Your task: If a line in the material below holds the string "negative", tally it, then give the tally alone.

== Segment start ==

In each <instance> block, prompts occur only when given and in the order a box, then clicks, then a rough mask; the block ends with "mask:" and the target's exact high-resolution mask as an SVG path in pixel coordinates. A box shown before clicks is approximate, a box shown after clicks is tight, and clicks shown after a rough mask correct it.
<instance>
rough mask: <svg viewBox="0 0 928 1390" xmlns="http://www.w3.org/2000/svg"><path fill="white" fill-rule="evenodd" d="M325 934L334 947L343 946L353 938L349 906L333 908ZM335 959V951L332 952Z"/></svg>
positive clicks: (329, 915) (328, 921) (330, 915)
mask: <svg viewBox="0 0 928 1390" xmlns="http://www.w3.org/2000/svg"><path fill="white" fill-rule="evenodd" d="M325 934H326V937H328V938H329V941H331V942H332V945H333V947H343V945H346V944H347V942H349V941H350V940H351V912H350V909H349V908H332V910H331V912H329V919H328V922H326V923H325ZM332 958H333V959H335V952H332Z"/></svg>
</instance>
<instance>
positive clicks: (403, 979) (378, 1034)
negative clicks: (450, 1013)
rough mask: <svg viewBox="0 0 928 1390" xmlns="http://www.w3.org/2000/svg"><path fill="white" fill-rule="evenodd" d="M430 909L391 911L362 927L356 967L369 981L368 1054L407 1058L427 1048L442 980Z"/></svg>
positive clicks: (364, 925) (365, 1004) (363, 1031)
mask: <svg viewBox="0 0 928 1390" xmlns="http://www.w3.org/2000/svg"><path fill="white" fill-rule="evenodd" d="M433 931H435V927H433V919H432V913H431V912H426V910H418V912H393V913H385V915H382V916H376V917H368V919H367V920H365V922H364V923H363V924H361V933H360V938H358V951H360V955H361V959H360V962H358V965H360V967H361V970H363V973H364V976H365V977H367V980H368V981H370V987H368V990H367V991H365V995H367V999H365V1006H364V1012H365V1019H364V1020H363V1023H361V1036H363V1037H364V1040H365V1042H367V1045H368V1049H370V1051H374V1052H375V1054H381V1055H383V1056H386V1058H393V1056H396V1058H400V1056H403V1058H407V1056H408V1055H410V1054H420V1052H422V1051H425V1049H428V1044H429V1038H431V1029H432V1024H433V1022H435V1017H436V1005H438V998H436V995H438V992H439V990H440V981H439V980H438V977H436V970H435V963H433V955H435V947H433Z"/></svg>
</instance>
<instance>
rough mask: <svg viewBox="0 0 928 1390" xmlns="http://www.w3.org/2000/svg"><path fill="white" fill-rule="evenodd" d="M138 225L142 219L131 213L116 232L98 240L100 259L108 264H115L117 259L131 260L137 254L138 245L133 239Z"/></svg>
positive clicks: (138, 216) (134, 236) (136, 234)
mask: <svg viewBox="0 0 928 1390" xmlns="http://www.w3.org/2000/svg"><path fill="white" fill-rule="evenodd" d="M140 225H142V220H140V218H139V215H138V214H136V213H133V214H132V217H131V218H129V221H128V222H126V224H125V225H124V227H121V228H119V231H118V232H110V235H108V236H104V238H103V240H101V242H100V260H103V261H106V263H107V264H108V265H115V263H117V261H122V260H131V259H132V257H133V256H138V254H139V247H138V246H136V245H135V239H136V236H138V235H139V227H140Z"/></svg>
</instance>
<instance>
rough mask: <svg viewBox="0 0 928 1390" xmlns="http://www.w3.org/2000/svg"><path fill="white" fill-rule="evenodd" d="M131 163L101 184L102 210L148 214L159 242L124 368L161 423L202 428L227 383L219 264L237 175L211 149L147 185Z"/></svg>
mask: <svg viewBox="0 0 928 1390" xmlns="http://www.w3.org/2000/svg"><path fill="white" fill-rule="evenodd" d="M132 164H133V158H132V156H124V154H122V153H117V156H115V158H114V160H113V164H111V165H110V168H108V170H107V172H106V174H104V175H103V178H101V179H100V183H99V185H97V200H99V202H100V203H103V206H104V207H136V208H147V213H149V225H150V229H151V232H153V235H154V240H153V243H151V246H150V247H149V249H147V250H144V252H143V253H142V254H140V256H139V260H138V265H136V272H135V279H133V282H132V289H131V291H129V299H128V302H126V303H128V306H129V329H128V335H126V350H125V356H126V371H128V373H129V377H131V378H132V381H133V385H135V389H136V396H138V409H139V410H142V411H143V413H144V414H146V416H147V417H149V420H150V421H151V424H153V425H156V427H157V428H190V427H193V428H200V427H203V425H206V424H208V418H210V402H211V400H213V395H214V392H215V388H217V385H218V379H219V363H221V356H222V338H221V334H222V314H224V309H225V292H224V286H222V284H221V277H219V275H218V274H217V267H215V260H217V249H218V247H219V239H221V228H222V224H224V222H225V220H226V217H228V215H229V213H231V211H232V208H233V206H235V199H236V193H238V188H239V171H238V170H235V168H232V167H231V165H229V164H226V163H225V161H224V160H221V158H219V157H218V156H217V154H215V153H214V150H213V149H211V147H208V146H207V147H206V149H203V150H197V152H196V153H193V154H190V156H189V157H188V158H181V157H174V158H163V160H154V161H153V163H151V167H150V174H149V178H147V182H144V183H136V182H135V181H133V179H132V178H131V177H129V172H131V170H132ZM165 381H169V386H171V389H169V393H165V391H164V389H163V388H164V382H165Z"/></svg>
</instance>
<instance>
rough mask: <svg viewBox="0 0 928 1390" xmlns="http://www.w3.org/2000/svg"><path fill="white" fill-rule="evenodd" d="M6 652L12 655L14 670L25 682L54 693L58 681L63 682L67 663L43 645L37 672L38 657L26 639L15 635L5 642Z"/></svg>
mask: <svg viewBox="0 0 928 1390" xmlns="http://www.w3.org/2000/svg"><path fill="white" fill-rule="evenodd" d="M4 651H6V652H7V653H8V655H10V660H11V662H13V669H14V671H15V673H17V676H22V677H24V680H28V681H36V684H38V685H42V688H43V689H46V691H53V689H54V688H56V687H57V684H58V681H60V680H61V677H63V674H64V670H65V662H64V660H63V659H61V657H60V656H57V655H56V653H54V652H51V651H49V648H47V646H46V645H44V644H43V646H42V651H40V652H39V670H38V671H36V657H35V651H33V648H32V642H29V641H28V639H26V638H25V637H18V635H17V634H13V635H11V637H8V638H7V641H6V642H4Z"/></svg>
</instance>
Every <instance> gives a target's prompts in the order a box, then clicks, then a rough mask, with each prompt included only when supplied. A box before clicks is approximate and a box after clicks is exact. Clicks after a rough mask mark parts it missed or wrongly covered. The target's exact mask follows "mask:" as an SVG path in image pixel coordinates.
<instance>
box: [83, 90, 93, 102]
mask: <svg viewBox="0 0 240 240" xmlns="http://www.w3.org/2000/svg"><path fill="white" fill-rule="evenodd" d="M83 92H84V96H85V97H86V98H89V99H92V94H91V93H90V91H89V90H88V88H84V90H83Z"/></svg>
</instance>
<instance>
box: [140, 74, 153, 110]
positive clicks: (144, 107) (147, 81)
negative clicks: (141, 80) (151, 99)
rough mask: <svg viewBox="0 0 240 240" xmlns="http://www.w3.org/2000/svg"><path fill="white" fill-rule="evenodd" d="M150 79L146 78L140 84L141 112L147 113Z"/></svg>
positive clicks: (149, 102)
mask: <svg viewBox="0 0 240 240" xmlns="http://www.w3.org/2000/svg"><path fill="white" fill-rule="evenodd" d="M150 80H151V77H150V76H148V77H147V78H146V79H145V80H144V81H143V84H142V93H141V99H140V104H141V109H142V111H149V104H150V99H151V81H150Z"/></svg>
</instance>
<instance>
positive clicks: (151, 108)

== Segment end ==

Answer for this exercise: 2